MERCREDI.
Éphéméride. “Vendredi, 14 juin [1940]
Reynaud a parlé cette nuit à la radio. C’était un testament, un adieu, un ultime désespoir. Une parole suprême, à la veille de la capitulation. Le coup porté à la France paraît mortel. Les messages échangés entre Londres, Paris et Washington ne sont même plus alarmés. On dirait que la situation est acceptée. Plutôt la stupeur que l’alarme.” (Mihail Sebastian, Journal 1935-1944)
Lecture. Revue des Deux Mondes, juillet-août 2015 (200 p., 15 €).
Acheté pour un entretien avec Michel Houellebecq absolument sans intérêt, ce numéro vaut tout de même le détour pour deux articles, le premier, bien illustré, sur Albert Robida, le second, par Robert Kopp, sur Michel Leiris.
VENDREDI.
Lecture. Littératures I (Lectures in Literature, Vladimir Nabokov, 1980 pour l’édition originale, Fayard, 1983 pour la traduction française, traduit de l’anglais par Hélène Pasquier; 552 p., 158 F).

→ **Consignes**
(A) Répondez s'il vous plaît à ces questions sur l'extrait :
(i) Qui a parlé à la radio dans la nuit, selon l'entrée du vendredi 14 juin 1940 ?
(ii) Quel est le prix du numéro de la Revue des Deux Mondes de juillet-août 2015 ?
(iii) Qui a traduit de l'anglais Littératures I ?
(B) Recopiez le passage de l'extrait qui commence à « Lecture. Revue des » et se termine à « p., 158 F). », en changeant « deux articles » en « deux textes ».
Les lignes qui suivent n'ont aucun lien avec l'extrait.

→ **Extraits des lignes**

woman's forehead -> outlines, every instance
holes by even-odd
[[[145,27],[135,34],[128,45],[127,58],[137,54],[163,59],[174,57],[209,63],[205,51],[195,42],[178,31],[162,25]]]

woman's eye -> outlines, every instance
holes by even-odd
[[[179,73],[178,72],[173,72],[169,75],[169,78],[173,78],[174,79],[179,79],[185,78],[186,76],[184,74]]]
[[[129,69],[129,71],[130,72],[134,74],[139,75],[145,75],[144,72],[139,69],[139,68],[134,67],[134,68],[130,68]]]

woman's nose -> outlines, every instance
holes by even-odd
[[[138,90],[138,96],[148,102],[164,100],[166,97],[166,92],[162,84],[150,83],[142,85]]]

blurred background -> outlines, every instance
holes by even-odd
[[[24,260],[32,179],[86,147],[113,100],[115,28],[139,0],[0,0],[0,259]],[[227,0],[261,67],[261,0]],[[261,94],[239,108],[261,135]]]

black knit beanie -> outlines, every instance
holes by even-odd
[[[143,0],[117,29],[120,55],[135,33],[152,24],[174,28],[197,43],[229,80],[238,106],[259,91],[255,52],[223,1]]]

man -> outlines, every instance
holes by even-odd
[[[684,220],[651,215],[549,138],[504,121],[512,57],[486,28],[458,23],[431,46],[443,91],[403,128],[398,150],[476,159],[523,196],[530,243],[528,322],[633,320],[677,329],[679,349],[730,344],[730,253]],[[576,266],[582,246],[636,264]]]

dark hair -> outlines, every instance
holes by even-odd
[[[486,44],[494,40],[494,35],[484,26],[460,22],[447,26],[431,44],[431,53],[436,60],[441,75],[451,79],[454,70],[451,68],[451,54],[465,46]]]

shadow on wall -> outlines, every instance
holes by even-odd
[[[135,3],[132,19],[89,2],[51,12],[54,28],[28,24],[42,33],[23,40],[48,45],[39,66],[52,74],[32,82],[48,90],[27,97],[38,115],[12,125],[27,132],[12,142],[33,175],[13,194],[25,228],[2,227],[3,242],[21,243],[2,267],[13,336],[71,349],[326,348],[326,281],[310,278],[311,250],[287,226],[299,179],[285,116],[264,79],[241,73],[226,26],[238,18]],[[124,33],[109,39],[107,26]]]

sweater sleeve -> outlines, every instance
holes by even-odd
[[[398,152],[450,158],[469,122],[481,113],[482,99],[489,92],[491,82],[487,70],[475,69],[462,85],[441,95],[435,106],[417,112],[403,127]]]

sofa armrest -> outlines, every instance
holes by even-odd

→ **Réponses finales**
(A)
(i) Reynaud.
(ii) 15 €.
(iii) Hélène Pasquier.

(B)
Lecture. Revue des Deux Mondes, juillet-août 2015 (200 p., 15 €).
Acheté pour un entretien avec Michel Houellebecq absolument sans intérêt, ce numéro vaut tout de même le détour pour deux textes, le premier, bien illustré, sur Albert Robida, le second, par Robert Kopp, sur Michel Leiris.
VENDREDI.
Lecture. Littératures I (Lectures in Literature, Vladimir Nabokov, 1980 pour l’édition originale, Fayard, 1983 pour la traduction française, traduit de l’anglais par Hélène Pasquier; 552 p., 158 F).